Your task> Please give the lines below as a numbered list, starting at the line that contains "Each instance of the blue sky" and ending at the final line, with blank lines left out.

Provided entries>
########

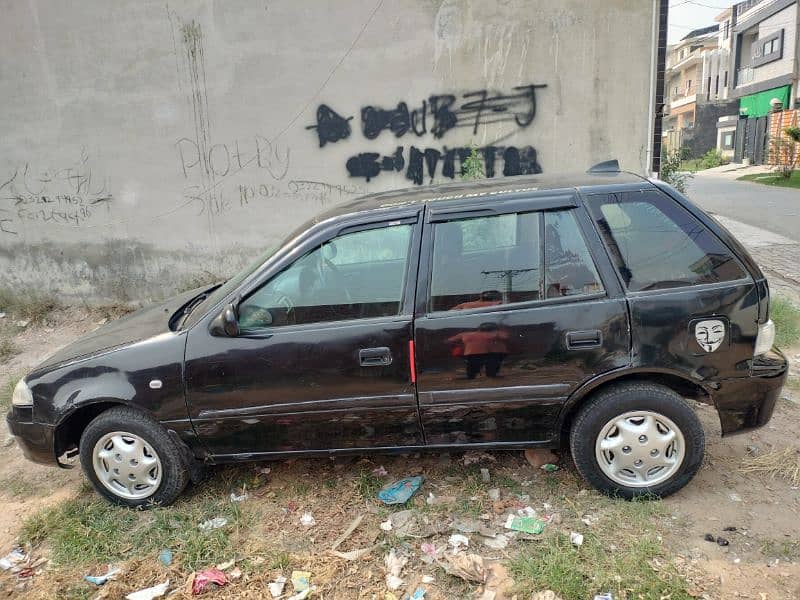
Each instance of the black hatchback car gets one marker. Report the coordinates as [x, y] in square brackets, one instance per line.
[516, 313]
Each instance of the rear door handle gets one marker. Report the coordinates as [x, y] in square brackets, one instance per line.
[374, 357]
[579, 340]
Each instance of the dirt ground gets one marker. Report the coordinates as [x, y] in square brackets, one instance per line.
[760, 561]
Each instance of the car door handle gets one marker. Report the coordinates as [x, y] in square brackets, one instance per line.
[579, 340]
[374, 357]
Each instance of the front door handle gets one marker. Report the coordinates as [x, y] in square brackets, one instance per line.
[580, 340]
[374, 357]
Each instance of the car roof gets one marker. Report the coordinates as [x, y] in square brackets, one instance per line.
[498, 188]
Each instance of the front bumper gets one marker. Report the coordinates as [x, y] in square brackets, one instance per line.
[745, 403]
[35, 439]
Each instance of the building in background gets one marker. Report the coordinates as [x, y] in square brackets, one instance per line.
[697, 89]
[764, 57]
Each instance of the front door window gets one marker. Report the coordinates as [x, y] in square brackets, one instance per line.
[353, 276]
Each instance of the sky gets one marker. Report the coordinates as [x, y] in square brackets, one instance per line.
[686, 15]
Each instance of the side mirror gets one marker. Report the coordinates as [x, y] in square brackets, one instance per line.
[225, 324]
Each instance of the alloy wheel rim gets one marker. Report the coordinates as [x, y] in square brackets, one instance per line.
[640, 449]
[127, 465]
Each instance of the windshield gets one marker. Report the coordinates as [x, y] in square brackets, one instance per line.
[234, 282]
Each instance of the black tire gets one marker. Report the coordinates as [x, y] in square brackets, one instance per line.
[626, 397]
[174, 471]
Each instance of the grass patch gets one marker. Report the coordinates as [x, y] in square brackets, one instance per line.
[627, 544]
[368, 484]
[18, 487]
[87, 530]
[774, 179]
[692, 165]
[28, 305]
[781, 463]
[7, 390]
[7, 348]
[787, 322]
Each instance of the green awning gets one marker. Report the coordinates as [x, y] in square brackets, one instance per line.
[758, 105]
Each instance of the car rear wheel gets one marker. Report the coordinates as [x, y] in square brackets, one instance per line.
[637, 439]
[131, 460]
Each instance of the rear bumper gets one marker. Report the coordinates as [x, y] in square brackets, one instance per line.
[745, 403]
[35, 439]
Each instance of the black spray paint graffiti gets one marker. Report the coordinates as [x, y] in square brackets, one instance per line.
[516, 161]
[437, 115]
[439, 112]
[66, 196]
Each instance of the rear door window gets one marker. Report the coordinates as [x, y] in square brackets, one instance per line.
[511, 258]
[657, 244]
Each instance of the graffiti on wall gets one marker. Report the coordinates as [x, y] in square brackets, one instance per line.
[70, 195]
[436, 116]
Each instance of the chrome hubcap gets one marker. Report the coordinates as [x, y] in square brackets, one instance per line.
[127, 465]
[640, 449]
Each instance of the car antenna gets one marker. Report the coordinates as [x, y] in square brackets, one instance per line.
[608, 166]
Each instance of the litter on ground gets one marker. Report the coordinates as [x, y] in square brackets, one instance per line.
[524, 524]
[203, 578]
[400, 491]
[157, 591]
[215, 523]
[276, 587]
[103, 579]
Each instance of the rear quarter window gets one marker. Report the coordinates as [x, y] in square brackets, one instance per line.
[657, 244]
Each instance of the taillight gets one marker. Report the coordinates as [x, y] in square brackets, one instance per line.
[765, 338]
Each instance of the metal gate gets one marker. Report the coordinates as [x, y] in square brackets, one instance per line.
[752, 140]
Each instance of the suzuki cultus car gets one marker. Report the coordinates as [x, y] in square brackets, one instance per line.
[578, 312]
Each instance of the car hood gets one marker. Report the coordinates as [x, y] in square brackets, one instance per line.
[135, 327]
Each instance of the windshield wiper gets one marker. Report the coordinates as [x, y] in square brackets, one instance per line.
[197, 301]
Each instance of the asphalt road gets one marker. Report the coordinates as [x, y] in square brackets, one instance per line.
[772, 208]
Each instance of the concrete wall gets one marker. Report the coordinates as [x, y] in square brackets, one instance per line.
[147, 144]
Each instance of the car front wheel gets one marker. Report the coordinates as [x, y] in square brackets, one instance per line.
[131, 460]
[637, 439]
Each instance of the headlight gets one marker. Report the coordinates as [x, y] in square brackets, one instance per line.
[22, 394]
[765, 338]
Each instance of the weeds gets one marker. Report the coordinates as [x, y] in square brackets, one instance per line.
[7, 390]
[577, 573]
[368, 484]
[7, 348]
[28, 305]
[783, 463]
[88, 530]
[786, 317]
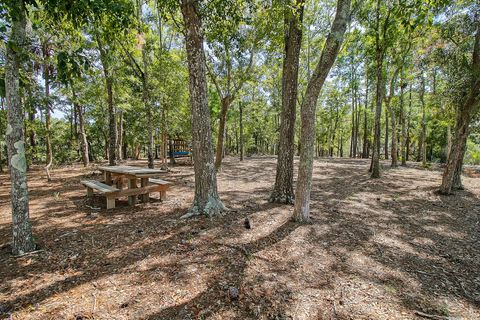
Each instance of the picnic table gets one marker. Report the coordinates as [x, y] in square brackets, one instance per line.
[113, 186]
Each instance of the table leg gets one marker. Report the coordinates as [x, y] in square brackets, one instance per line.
[132, 184]
[107, 177]
[110, 203]
[145, 196]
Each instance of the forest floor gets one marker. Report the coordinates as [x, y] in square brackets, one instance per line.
[376, 249]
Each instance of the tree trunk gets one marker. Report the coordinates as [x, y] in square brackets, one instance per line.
[449, 141]
[21, 228]
[240, 106]
[393, 154]
[46, 77]
[403, 137]
[423, 146]
[307, 135]
[283, 188]
[387, 113]
[380, 92]
[206, 199]
[365, 122]
[82, 136]
[452, 174]
[112, 123]
[221, 132]
[120, 154]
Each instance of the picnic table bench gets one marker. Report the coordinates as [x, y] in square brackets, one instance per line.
[113, 186]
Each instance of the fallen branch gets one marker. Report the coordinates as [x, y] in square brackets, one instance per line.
[28, 253]
[431, 316]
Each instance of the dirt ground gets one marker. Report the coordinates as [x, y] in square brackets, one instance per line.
[376, 249]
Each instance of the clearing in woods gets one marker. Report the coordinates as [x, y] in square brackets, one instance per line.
[376, 249]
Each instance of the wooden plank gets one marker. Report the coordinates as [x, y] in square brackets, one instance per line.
[97, 185]
[137, 191]
[159, 181]
[132, 186]
[143, 184]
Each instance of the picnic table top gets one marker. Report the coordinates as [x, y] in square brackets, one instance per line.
[131, 170]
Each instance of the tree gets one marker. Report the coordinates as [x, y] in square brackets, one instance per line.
[307, 137]
[206, 200]
[451, 176]
[380, 48]
[232, 43]
[283, 188]
[16, 49]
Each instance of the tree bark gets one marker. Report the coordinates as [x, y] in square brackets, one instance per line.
[82, 136]
[423, 134]
[21, 227]
[240, 105]
[206, 199]
[307, 134]
[403, 137]
[221, 131]
[120, 152]
[380, 92]
[283, 188]
[391, 112]
[452, 174]
[112, 123]
[365, 122]
[46, 77]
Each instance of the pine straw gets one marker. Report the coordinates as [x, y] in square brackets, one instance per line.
[376, 249]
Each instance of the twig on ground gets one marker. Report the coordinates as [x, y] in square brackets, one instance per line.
[94, 303]
[431, 316]
[29, 253]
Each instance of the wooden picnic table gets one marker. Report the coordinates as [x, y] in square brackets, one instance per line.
[116, 175]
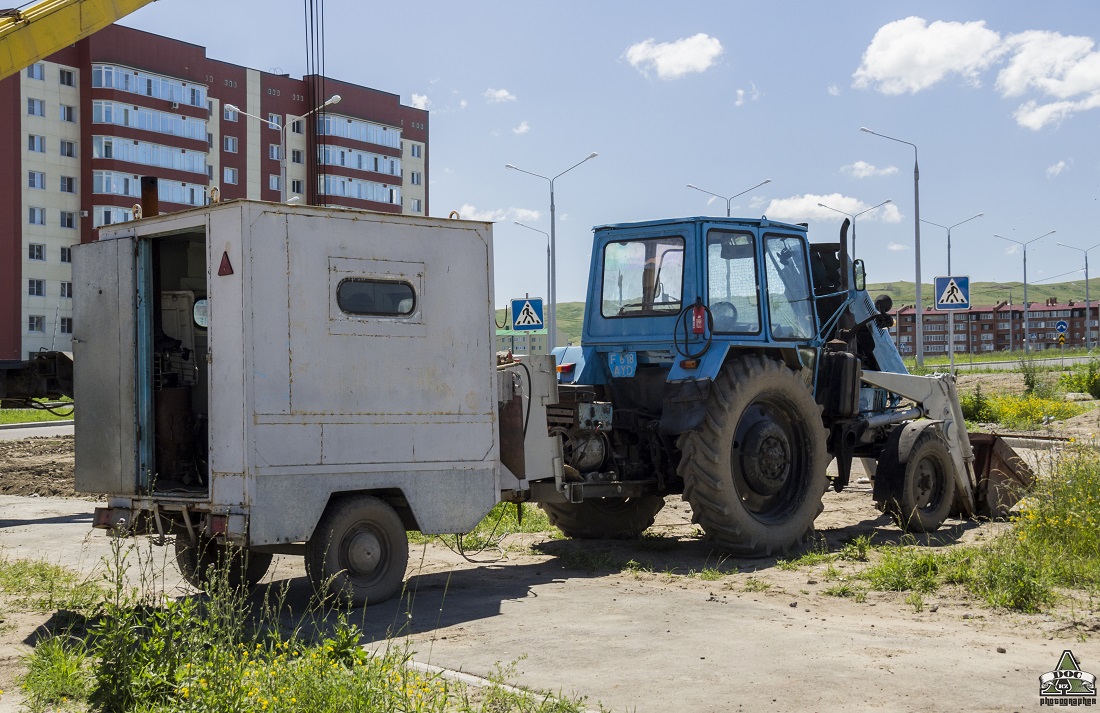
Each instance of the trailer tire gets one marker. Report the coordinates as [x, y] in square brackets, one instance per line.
[359, 551]
[925, 484]
[605, 517]
[755, 471]
[243, 567]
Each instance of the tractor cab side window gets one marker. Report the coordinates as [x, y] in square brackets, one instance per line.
[732, 282]
[642, 277]
[790, 299]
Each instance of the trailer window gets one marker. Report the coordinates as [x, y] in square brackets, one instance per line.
[790, 300]
[642, 277]
[375, 297]
[732, 282]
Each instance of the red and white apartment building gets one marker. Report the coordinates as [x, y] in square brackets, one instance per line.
[79, 130]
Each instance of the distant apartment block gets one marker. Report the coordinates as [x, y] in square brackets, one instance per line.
[79, 130]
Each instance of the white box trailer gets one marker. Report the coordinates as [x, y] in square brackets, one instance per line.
[293, 380]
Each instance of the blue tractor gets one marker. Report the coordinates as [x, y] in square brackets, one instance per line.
[729, 360]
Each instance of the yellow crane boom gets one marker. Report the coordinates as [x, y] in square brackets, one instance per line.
[37, 31]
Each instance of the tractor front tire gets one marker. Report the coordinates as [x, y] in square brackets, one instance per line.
[605, 517]
[755, 471]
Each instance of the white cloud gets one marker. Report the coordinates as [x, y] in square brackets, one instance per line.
[498, 96]
[802, 208]
[864, 169]
[674, 59]
[1056, 168]
[499, 215]
[910, 55]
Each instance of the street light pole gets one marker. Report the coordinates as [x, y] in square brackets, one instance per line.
[1088, 304]
[854, 219]
[1026, 306]
[730, 199]
[950, 314]
[552, 317]
[548, 249]
[334, 99]
[916, 242]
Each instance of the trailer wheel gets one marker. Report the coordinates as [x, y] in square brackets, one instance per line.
[243, 568]
[359, 551]
[755, 471]
[926, 484]
[605, 517]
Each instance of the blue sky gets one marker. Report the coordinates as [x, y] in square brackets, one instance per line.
[1002, 99]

########

Answer for this exercise>
1. Each instance of the blue sky gets one marker. Report the coordinates as [x, y] in square brackets, one instance per line.
2. [1002, 99]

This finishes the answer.